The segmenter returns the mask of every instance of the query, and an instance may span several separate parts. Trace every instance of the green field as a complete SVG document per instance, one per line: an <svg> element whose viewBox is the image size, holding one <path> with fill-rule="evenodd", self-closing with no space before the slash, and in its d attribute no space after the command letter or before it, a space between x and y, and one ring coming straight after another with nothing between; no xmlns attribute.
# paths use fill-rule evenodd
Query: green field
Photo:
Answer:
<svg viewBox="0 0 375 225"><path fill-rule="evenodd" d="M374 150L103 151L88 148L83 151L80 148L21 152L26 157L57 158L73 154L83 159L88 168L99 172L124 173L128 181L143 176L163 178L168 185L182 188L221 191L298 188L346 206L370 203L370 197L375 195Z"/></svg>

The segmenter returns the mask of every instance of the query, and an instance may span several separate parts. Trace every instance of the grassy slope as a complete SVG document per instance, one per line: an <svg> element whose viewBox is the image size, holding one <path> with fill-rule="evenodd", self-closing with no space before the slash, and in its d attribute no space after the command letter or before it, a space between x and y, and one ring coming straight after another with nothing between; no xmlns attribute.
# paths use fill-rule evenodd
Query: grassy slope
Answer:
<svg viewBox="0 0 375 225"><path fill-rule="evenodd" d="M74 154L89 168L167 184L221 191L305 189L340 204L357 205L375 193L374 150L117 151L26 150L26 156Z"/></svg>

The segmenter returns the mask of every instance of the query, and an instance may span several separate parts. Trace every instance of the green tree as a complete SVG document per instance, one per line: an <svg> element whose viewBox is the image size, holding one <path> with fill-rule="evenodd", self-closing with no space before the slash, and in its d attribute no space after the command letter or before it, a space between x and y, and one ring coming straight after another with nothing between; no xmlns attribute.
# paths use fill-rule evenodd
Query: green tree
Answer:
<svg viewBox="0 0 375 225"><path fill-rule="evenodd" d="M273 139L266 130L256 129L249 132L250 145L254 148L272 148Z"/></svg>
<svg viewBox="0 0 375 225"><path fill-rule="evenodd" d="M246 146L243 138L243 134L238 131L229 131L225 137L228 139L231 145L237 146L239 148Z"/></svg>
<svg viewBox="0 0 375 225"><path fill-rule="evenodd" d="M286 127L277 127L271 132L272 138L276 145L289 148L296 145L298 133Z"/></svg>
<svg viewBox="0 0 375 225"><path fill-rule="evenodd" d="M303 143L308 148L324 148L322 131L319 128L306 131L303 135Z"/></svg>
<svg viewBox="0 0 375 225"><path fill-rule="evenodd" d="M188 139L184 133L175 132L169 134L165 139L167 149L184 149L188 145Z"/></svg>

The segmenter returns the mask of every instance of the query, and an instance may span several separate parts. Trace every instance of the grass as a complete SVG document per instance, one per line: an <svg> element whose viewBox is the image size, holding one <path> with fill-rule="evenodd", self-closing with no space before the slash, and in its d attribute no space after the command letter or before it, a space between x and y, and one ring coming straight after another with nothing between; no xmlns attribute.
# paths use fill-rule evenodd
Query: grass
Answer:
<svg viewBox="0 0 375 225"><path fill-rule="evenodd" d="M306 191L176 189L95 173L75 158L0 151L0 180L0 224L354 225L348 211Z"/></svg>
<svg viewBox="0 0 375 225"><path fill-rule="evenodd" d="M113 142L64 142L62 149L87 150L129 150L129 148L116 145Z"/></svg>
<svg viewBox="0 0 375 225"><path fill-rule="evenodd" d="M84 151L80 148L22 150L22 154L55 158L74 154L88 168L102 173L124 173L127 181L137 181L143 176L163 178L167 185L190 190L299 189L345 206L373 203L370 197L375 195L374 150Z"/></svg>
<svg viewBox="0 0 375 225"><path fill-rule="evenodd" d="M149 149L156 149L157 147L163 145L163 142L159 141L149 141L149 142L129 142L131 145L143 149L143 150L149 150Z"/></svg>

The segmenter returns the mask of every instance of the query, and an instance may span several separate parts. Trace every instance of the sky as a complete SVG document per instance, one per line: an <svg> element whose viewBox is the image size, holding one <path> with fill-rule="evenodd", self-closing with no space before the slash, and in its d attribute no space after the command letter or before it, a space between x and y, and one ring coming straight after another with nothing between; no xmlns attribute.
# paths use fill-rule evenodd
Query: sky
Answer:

* PROBLEM DETAILS:
No line may be altered or left out when the data is written out.

* SOLUTION TO THIS PROBLEM:
The segmenter returns the mask of every instance of the query, and an instance may span several separate parts. Trace every instance of the green field as a complete SVG document per instance, one per line: an <svg> element whose viewBox is the image size, holding one <path> with fill-rule="evenodd", self-closing with no space before the slash, and in its d attribute no space after the command letter or before it, a space between x and y, and one ring coming straight after another with nothing between; no xmlns attribute.
# paths use fill-rule evenodd
Query: green field
Photo:
Answer:
<svg viewBox="0 0 375 225"><path fill-rule="evenodd" d="M374 150L103 151L88 148L83 151L80 148L21 152L26 157L57 158L73 154L83 159L88 168L99 172L124 173L128 181L143 176L163 178L168 185L182 188L221 191L298 188L346 206L370 203L370 197L375 195Z"/></svg>

The segmenter returns the mask of every instance of the query, and an instance may span several separate parts. Trace every instance of the grassy slope as a complete SVG document per instance, one per line: an <svg> element whose viewBox is the image size, holding one <path> with fill-rule="evenodd", self-closing with no space before the slash, and in its d attribute no space after the command letter or before it, a space between x and y, and one ring coming straight after another with nothing between; no xmlns attribute.
# paths use fill-rule evenodd
Query: grassy slope
Answer:
<svg viewBox="0 0 375 225"><path fill-rule="evenodd" d="M74 154L89 168L167 184L221 191L305 189L340 204L357 205L375 193L374 150L117 151L26 150L26 156Z"/></svg>

The segmenter returns the mask of every instance of the query, and an instance may span several separate parts. Trace every instance of the green tree as a complete SVG document per instance, one per line: an <svg> element whose viewBox is the image size, holding one <path> with fill-rule="evenodd", self-closing with no space before the slash, and in its d attribute no space after the command letter or before it, a space between x and y, and one ring coming straight after another with nothing between; no xmlns attribute.
# paths use fill-rule evenodd
Query: green tree
Answer:
<svg viewBox="0 0 375 225"><path fill-rule="evenodd" d="M273 139L266 130L256 129L249 132L250 145L254 148L272 148Z"/></svg>
<svg viewBox="0 0 375 225"><path fill-rule="evenodd" d="M246 146L243 138L243 134L238 131L229 131L225 137L228 139L231 145L237 146L239 148Z"/></svg>
<svg viewBox="0 0 375 225"><path fill-rule="evenodd" d="M286 127L277 127L271 132L272 138L276 145L289 148L296 145L298 133Z"/></svg>
<svg viewBox="0 0 375 225"><path fill-rule="evenodd" d="M303 143L308 148L324 148L322 131L319 128L306 131L303 135Z"/></svg>
<svg viewBox="0 0 375 225"><path fill-rule="evenodd" d="M188 139L184 133L175 132L169 134L165 139L167 149L184 149L188 145Z"/></svg>

The segmenter returns the mask of every instance of the query, and an instance may span several separate parts. Trace every instance of the grass as a complete SVG document per instance, one per line: an <svg> element whose viewBox is the image size, holding one <path> with fill-rule="evenodd", self-closing with no space before the slash, and in its d attribute no space after the command letter or before it, a space between x and y, and one ring coming straight after another with nothing between; no xmlns attribute.
# paths use fill-rule evenodd
Query: grass
Answer:
<svg viewBox="0 0 375 225"><path fill-rule="evenodd" d="M306 191L176 189L95 173L75 158L0 151L0 180L0 224L354 225L348 211Z"/></svg>
<svg viewBox="0 0 375 225"><path fill-rule="evenodd" d="M113 142L64 142L62 149L87 150L129 150L129 148L116 145Z"/></svg>
<svg viewBox="0 0 375 225"><path fill-rule="evenodd" d="M84 151L80 148L22 150L22 154L55 158L74 154L88 168L102 173L124 173L127 181L137 181L143 176L163 178L167 185L190 190L299 189L345 206L373 203L370 197L375 195L374 150Z"/></svg>
<svg viewBox="0 0 375 225"><path fill-rule="evenodd" d="M149 149L156 149L157 147L163 145L163 142L159 141L149 141L149 142L129 142L131 145L143 149L143 150L149 150Z"/></svg>

The segmenter returns the mask of every instance of the query, and an instance may span several separate parts. Trace every instance of the sky as a complete SVG document per instance, one per line: an <svg> element whose viewBox is the image size, holding one <path> with fill-rule="evenodd", self-closing with no space before the slash, and in its d attribute no space after the command letter or before it, a space between x and y, and one ring coming straight after another with nothing between; no xmlns attribute.
# paths use fill-rule evenodd
Query: sky
Answer:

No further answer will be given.